> **Stated task**
Rewrite every line of the data below, starting at the line containing "of every yellow" and ending at the line containing "[76,125,293,191]", and shift each bounding box coordinate in the answers up by 45. Keep all other text in those lines unchanged, and give only those lines.

> **Given information**
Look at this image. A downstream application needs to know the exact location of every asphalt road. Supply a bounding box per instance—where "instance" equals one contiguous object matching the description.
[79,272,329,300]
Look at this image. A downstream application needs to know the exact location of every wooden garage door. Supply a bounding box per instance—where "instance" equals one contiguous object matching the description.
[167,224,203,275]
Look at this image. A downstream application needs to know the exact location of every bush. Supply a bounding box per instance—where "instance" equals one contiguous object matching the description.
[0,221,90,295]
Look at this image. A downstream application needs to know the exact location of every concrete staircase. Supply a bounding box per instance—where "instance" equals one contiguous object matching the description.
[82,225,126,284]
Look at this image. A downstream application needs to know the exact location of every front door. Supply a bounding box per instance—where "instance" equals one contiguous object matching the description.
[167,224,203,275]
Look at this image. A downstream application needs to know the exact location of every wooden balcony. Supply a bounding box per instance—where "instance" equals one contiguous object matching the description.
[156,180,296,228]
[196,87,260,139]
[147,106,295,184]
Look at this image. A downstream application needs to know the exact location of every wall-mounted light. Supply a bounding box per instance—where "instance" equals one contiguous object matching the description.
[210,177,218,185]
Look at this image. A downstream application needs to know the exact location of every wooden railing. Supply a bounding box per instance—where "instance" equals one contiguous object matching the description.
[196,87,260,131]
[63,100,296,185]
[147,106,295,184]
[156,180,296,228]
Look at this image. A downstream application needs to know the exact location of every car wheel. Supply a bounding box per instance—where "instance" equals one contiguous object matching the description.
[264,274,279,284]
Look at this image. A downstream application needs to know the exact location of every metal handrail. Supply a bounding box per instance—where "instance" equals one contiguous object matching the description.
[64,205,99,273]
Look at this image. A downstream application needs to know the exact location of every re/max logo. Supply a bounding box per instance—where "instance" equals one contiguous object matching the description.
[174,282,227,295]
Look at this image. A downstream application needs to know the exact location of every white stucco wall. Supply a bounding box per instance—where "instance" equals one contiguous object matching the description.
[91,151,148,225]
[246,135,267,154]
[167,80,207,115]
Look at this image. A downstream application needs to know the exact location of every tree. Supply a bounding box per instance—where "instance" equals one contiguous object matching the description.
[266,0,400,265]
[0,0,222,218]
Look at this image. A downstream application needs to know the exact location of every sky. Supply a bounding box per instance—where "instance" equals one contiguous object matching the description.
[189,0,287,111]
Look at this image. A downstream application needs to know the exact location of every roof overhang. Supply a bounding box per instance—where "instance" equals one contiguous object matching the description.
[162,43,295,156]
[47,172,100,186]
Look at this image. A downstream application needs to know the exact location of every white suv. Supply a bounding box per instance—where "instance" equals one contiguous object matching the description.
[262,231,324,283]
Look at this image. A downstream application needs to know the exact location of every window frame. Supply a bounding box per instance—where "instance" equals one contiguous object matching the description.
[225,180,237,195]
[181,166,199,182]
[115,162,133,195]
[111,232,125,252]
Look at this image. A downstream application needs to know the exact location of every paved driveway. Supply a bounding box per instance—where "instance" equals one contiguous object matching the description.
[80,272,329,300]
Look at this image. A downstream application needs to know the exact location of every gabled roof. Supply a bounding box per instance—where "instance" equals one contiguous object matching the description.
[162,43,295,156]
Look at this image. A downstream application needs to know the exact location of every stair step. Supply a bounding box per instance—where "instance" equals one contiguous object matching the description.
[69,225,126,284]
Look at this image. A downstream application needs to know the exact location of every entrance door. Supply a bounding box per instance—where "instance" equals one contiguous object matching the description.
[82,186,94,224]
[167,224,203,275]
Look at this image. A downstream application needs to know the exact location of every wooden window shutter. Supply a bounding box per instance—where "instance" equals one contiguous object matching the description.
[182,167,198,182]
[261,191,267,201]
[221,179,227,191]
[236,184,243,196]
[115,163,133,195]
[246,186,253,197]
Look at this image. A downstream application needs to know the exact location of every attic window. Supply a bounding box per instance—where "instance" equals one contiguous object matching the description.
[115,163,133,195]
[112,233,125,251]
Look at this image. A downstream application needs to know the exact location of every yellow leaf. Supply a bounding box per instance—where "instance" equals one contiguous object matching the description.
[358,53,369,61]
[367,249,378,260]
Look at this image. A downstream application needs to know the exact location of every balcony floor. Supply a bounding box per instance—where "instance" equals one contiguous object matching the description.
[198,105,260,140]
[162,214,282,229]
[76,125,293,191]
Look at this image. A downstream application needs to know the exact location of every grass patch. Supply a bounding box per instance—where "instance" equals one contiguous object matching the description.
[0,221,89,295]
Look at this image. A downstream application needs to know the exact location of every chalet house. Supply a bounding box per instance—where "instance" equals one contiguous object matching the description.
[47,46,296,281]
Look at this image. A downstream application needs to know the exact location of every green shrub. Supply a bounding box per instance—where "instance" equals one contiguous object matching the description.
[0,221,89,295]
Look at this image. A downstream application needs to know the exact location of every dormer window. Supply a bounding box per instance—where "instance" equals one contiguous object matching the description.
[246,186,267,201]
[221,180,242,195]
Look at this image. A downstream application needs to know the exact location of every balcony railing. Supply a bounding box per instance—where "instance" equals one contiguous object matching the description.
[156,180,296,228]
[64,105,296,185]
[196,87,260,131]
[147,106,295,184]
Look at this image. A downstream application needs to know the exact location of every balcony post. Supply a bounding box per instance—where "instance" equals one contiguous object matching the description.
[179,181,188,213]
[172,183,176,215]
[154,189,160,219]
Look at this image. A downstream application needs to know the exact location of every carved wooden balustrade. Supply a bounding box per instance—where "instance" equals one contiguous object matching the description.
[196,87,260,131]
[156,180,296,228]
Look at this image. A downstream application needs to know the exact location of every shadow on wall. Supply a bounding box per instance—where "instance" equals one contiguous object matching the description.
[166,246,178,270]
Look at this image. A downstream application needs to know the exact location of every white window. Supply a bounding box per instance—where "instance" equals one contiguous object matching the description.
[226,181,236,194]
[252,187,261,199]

> **Output of the task**
Look at this image. A downstream application needs to know the exact location of every yellow leaf. Supply a bounding box per instance—where "instance" equals one contiguous object matching the description.
[403,98,414,106]
[412,294,423,305]
Look at this image. A downstream application needs to know the exact location of every balcony floor. Supply a bounding box per instance—where "instance" equals one contiguous object matching the description.
[243,150,305,185]
[207,259,327,274]
[121,170,338,236]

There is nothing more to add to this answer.